(Excerpts from a point labeling dataset)
##########

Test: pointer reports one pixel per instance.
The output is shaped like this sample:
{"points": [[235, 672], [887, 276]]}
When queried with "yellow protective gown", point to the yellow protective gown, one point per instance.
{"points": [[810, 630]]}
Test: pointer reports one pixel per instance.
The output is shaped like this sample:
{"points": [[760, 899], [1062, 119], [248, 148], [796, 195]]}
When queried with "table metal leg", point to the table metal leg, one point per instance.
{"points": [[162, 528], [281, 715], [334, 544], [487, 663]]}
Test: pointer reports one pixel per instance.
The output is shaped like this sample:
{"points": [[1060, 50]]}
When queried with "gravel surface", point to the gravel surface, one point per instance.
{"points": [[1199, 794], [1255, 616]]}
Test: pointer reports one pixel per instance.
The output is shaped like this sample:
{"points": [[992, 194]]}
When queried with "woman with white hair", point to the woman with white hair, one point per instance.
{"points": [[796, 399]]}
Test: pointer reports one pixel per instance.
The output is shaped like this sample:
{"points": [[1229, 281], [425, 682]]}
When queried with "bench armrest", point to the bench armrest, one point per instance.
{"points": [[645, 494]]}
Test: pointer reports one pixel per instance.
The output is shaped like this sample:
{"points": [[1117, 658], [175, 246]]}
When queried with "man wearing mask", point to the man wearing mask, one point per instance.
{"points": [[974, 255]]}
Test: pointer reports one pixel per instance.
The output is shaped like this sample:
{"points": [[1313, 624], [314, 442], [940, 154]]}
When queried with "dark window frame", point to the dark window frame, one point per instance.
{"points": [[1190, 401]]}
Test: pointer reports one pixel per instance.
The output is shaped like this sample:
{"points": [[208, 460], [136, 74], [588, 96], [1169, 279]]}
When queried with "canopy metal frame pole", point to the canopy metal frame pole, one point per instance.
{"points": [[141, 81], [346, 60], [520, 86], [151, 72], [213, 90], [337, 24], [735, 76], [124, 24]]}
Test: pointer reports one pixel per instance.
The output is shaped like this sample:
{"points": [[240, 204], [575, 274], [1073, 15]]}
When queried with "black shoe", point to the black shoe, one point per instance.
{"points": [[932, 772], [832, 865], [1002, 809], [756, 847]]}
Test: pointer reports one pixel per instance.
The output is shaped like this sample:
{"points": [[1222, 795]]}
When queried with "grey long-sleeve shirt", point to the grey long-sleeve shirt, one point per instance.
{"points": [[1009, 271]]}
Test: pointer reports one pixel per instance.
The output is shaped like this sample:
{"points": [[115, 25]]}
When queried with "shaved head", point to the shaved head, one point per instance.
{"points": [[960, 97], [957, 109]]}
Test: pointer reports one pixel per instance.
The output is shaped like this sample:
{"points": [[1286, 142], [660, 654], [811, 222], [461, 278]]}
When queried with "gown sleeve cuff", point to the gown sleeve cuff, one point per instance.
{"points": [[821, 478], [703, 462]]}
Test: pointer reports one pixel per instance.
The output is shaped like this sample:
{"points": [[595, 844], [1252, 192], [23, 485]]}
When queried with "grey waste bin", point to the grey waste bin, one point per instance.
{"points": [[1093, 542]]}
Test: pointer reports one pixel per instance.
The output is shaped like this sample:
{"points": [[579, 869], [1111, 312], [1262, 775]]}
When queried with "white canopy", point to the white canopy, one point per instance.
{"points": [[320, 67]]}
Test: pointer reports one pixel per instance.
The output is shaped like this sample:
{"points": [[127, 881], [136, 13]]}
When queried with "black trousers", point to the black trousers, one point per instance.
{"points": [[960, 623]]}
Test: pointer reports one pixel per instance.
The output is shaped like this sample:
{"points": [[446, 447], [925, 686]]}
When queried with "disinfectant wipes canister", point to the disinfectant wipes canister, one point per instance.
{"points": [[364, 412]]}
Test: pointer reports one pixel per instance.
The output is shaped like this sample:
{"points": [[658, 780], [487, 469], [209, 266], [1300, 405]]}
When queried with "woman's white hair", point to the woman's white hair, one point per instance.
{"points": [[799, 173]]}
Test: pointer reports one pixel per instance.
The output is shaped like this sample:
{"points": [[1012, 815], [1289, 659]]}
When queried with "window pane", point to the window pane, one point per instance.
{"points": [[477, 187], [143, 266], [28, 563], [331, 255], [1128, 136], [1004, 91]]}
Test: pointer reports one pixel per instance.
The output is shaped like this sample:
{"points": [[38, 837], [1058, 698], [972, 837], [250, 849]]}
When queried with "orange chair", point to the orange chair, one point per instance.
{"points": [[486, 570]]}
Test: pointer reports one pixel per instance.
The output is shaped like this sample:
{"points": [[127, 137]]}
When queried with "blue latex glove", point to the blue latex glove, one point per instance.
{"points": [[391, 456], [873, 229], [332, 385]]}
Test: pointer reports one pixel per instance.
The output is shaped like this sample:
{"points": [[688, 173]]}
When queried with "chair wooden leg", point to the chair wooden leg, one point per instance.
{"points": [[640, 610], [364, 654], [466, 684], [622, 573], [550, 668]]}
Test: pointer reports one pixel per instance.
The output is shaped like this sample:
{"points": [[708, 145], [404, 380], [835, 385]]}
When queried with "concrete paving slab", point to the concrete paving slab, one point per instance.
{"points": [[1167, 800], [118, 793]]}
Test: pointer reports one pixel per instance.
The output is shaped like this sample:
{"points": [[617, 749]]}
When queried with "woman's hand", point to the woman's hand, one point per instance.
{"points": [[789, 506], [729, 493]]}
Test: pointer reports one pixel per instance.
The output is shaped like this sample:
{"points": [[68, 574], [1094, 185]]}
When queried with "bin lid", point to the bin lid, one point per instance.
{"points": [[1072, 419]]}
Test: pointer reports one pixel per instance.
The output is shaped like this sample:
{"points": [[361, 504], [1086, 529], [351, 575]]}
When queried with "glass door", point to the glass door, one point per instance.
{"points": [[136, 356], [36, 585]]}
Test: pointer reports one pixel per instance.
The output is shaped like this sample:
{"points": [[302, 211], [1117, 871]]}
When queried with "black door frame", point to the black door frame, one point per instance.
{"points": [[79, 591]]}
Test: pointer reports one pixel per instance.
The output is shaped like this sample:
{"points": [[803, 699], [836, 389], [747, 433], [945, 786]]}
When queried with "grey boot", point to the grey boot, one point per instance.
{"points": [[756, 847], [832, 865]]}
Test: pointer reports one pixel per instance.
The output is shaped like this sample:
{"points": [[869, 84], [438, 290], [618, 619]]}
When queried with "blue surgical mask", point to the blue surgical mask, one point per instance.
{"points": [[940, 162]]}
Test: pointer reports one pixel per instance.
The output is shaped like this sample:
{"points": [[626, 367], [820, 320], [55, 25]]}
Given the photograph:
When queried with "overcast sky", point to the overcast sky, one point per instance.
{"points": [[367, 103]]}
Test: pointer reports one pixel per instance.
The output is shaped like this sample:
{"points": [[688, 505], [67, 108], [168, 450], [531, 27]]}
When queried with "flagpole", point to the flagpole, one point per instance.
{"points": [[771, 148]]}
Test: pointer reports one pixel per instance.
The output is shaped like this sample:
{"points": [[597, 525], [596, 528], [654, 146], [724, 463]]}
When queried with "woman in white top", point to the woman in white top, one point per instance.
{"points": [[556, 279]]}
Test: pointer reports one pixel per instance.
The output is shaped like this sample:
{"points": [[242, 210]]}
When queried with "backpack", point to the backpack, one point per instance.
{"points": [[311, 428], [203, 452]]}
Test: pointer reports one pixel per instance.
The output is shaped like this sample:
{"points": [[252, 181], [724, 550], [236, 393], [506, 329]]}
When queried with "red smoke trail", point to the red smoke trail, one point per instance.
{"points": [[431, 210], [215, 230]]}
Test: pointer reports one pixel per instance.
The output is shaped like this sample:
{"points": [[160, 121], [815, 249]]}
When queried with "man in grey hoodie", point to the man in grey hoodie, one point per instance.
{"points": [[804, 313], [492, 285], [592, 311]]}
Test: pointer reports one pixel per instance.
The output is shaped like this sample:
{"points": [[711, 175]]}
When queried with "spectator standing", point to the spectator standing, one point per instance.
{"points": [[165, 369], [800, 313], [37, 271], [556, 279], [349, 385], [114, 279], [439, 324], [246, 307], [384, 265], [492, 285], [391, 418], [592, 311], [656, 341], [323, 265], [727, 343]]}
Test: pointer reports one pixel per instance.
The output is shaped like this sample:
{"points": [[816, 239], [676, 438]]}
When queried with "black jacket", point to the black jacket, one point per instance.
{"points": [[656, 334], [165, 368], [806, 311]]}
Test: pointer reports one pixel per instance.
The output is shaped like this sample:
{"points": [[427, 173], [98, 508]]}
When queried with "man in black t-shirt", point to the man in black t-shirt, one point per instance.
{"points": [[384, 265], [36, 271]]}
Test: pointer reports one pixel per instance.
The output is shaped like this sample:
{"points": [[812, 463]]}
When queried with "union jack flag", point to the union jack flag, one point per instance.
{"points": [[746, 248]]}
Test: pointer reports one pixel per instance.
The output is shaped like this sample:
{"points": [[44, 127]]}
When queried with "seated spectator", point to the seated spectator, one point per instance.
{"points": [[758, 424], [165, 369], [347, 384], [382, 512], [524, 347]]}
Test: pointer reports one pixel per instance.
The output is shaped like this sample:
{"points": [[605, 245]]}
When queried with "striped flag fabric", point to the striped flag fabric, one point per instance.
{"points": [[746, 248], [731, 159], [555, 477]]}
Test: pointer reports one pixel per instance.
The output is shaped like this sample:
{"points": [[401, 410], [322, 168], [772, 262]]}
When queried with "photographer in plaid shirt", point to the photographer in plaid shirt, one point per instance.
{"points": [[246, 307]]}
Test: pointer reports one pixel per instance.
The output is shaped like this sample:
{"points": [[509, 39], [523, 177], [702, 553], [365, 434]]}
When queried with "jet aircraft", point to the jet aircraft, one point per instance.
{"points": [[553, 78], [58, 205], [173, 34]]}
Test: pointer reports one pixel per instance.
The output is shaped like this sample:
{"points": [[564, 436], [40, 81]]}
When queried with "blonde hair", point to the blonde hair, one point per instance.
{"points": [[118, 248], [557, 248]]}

##########

Objective: Filter the material above down to the lines that contain the string "metal", copying each of those lines in full. Case counts.

The reply:
When queried with "table metal leg", point to the table metal leg, one point per instance.
When queried with "canopy metal frame pole", point to the canopy metal frame pole, one point per instance.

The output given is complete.